**Brief**
Copy every one of the following rows word for word.

┄┄┄┄┄┄

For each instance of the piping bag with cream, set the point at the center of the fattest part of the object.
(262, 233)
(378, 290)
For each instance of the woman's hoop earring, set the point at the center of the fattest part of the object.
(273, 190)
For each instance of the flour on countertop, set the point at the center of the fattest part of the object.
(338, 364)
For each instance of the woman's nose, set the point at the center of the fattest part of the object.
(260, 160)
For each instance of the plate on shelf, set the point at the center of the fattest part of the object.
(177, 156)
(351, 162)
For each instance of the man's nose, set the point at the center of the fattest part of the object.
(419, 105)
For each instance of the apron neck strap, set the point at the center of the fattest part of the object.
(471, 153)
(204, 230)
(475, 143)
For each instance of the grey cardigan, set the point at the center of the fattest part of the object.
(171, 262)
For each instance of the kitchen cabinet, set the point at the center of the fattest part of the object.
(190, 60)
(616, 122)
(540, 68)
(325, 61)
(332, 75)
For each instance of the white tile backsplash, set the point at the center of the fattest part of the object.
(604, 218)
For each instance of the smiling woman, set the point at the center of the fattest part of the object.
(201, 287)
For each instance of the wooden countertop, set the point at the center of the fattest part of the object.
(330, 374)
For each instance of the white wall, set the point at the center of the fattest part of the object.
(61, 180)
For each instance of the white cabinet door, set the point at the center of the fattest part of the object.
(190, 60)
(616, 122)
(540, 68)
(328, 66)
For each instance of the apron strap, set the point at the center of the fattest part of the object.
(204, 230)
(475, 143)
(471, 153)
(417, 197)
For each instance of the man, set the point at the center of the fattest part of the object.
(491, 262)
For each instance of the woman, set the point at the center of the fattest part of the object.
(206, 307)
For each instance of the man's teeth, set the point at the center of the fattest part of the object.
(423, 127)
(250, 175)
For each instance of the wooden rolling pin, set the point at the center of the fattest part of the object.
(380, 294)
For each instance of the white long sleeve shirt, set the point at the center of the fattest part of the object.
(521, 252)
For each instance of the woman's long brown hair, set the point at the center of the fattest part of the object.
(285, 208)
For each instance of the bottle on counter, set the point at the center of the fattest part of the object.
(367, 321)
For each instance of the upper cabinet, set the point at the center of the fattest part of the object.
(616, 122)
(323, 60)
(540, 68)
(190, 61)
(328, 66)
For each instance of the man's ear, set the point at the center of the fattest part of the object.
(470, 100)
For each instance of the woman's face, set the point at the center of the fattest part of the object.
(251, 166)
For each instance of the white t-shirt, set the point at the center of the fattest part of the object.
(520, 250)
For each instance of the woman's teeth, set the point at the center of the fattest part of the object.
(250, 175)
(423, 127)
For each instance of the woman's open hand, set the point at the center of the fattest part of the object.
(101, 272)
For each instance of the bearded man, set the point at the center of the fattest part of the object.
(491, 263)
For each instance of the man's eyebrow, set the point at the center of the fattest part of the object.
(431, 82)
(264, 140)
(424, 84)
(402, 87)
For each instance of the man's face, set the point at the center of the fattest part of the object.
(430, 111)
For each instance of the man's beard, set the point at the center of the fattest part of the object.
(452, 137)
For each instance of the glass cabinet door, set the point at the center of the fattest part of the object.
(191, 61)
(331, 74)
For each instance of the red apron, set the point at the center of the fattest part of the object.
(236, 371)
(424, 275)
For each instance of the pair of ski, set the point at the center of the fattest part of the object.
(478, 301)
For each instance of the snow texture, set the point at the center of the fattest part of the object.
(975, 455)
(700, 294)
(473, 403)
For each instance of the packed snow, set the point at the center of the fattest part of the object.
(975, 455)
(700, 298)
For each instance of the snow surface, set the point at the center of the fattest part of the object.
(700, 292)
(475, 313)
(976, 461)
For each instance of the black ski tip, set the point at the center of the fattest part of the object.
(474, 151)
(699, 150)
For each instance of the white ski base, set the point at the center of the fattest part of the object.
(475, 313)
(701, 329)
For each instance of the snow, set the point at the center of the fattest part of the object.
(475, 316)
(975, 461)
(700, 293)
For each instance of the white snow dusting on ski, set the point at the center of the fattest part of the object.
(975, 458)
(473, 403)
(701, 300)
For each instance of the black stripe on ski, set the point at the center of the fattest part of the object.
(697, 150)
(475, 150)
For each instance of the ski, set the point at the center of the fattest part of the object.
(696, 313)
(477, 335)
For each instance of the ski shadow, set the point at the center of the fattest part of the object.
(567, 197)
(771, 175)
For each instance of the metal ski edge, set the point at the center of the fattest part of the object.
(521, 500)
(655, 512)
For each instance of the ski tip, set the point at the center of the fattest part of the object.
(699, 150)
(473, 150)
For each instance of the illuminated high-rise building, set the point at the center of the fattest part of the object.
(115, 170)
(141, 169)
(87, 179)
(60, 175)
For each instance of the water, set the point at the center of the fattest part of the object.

┄┄┄┄┄┄

**Output**
For each instance of the piping bag with cream, set the point at the center of the fattest part of the object.
(262, 233)
(378, 290)
For each instance of the woman's hoop earring, set the point at the center of the fattest part of the object.
(273, 190)
For each instance of the flour on countertop, set the point at the center of the fattest part of the object.
(338, 364)
For each instance of the woman's nose, set the point at the center of the fattest part of the object.
(260, 160)
For each instance of the plate on shelf, set the point at the center of the fattest part of the object.
(177, 156)
(351, 162)
For each instance of the man's nose, set the point at the center of the fattest part of the object.
(419, 105)
For each instance of the apron neck strap, set the point at the center of the fattest part of the object.
(471, 153)
(204, 230)
(475, 143)
For each instance of the grey cardigan, set the point at the center of the fattest part of the object.
(171, 262)
For each instance of the kitchen cabinet, set the point at the center of the fattest part of the object.
(190, 60)
(616, 122)
(540, 68)
(325, 61)
(332, 75)
For each instance of the white tile backsplash, set the point at the center of the fattest part of the object.
(604, 218)
For each instance of the smiling woman, set the point at the center of the fattest part of the object.
(201, 287)
For each instance of the wooden countertop, set the point at the center of the fattest part of the object.
(330, 374)
For each instance of the white wall, set the point at the center of the fattest part of the object.
(61, 180)
For each instance of the white cabinet door, set the point at the center of the fattest part of the object.
(190, 60)
(616, 122)
(540, 68)
(328, 66)
For each instance of the apron strap, set the point at the center of the fattest part of the object.
(204, 230)
(475, 143)
(471, 153)
(417, 197)
For each instance of the man, set the point at the center of the fattest part of the object.
(491, 262)
For each instance of the woman, set the point at the center of the fattest part of the object.
(206, 307)
For each instance of the man's teeth, set the point at the center of the fattest part of the object.
(423, 127)
(250, 175)
For each instance of the wooden rolling pin, set the point at the center of the fattest part of the object.
(380, 294)
For each instance of the white long sleeve shirt, set the point at the center of the fattest part of the object.
(521, 252)
For each instance of the woman's long brown hair, set the point at the center of the fattest part of the object.
(285, 208)
For each instance of the bottle on counter, set the point at the center of the fattest part of the object.
(367, 321)
For each instance of the upper cabinet, set the point at the center of the fattest part of the object.
(616, 122)
(323, 60)
(540, 68)
(190, 61)
(328, 66)
For each instance of the man's ear, set the point at the center of the fattest part of the object.
(470, 100)
For each instance of the woman's face, set the point at the center of the fattest part of the object.
(251, 166)
For each instance of the white t-shirt, set the point at the center of the fattest part of the object.
(520, 250)
For each instance of the woman's teeth, set the point at the center of the fattest part of the object.
(250, 175)
(423, 127)
For each instance of the woman's open hand, set the point at the center of the fattest part of the object.
(101, 272)
For each instance of the bearded man, set the point at the center of the fattest part of the object.
(491, 263)
For each instance of the man's eyebrow, set the point at the center of the fattest part of the object.
(431, 82)
(264, 140)
(424, 84)
(402, 87)
For each instance of the man's face, set the point at the center of the fattest part of the object.
(430, 111)
For each instance of the man's beard, set the point at the center of the fattest part of the object.
(452, 137)
For each instance of the glass cabinet door, set the point at the center of the fattest part of the object.
(191, 61)
(331, 74)
For each instance of the red apron, set the point at the center of the fattest part of the object.
(236, 371)
(424, 275)
For each instance of the pair of ski, set the point at the center of the fattest part of the object.
(478, 301)
For each instance of the snow texture, set the point at the center of the fattest part of the object.
(975, 455)
(700, 294)
(473, 403)
For each instance of the packed snow, set the point at the center of the fattest part of the object.
(975, 455)
(700, 298)
For each instance of the snow surface, set the point at the center of the fattest part of the object.
(700, 292)
(475, 313)
(976, 461)
For each instance of the black ski tip, set the point at the center of the fattest part of the object.
(474, 151)
(699, 150)
For each instance of the white ski base, set the point at the center of the fattest part of the object.
(475, 313)
(701, 329)
For each instance of the snow, set the point at the center of the fattest part of the object.
(475, 316)
(975, 461)
(700, 293)
For each instance of the white snow dusting on ski, set the point at the center of the fattest part of the object.
(975, 458)
(473, 403)
(701, 300)
For each instance of the black stripe on ski, set the point at the center of the fattest part of the object.
(697, 150)
(475, 150)
For each instance of the ski, set the point at the center of the fattest part of the object.
(696, 313)
(477, 335)
For each instance of the ski shadow, set the point at the center of the fattest part of the object.
(567, 197)
(771, 175)
For each instance of the metal ski edge, set the point at the center of the fattest part of the object.
(521, 500)
(655, 512)
For each instance of the ski tip, set the point at the center of the fattest part of the object.
(699, 150)
(473, 150)
For each instance of the illuminated high-rise building, set the point at the center of the fattest part of the object.
(115, 170)
(141, 169)
(87, 179)
(60, 175)
For each instance of the water, set the point at the center of the fattest part of the object.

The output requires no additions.